Saved entries
-*-*-

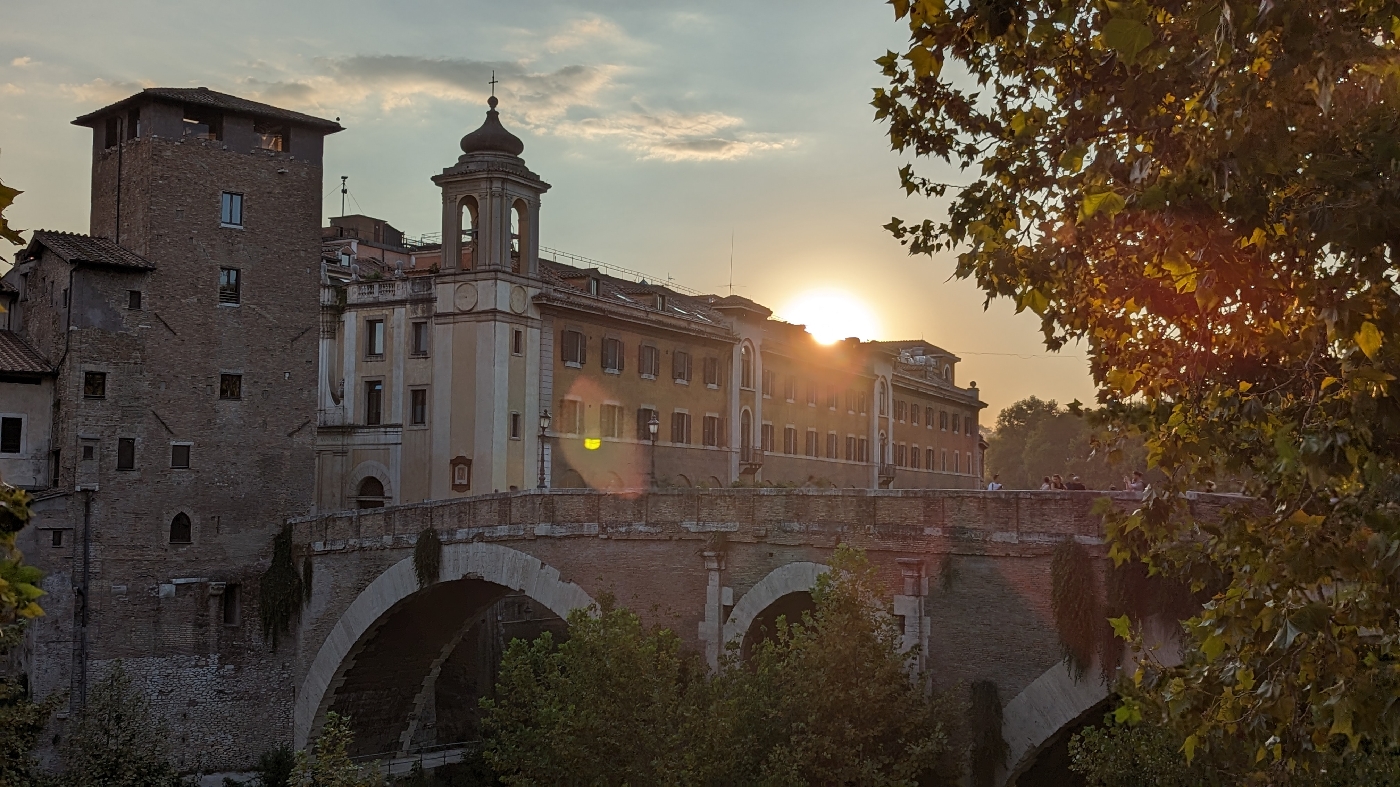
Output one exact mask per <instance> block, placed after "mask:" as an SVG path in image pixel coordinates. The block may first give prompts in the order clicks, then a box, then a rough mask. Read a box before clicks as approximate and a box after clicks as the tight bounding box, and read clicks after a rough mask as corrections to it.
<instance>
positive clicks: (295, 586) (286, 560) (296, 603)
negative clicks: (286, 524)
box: [258, 525, 311, 650]
mask: <svg viewBox="0 0 1400 787" xmlns="http://www.w3.org/2000/svg"><path fill="white" fill-rule="evenodd" d="M291 552H293V549H291V525H283V528H281V532H279V534H277V538H274V539H273V542H272V564H270V566H267V570H266V571H263V574H262V578H259V581H258V616H259V619H260V620H262V627H263V639H265V640H267V641H269V643H272V648H273V650H277V640H279V637H281V636H283V634H286V633H287V632H290V630H291V619H293V618H294V616H295V615H297V612H300V611H301V608H302V606H305V605H307V602H308V601H311V557H307V559H305V560H304V562H302V570H301V571H300V573H298V571H297V564H295V562H294V560H293V555H291Z"/></svg>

-*-*-

* [What is required] Would you copy out all the data exactly, without the images?

* [Written answer]
Output one exact mask per <instance> block, placed after "mask:" as an SVG path in image pixel coordinates. The block may first give prompts in the order clicks, then a box, then a rough mask. Read a box before clicks as approximate and a box after clicks as the tight bounding box, and read clicks after a rough mask as corrections to it.
<instance>
positive clicks: (295, 586) (286, 560) (296, 603)
negative clicks: (286, 524)
box: [258, 525, 311, 650]
mask: <svg viewBox="0 0 1400 787" xmlns="http://www.w3.org/2000/svg"><path fill="white" fill-rule="evenodd" d="M291 552H293V549H291V525H283V528H281V532H279V534H277V538H274V539H273V542H272V564H270V566H267V570H266V571H263V574H262V578H259V581H258V616H259V619H260V620H262V627H263V639H265V640H267V641H269V643H272V648H273V650H277V640H279V637H281V636H283V634H286V633H287V632H290V630H291V619H293V618H294V616H295V615H297V612H300V611H301V608H302V606H305V605H307V602H308V601H311V557H307V559H305V560H304V562H302V570H301V571H300V573H298V571H297V564H295V562H294V560H293V555H291Z"/></svg>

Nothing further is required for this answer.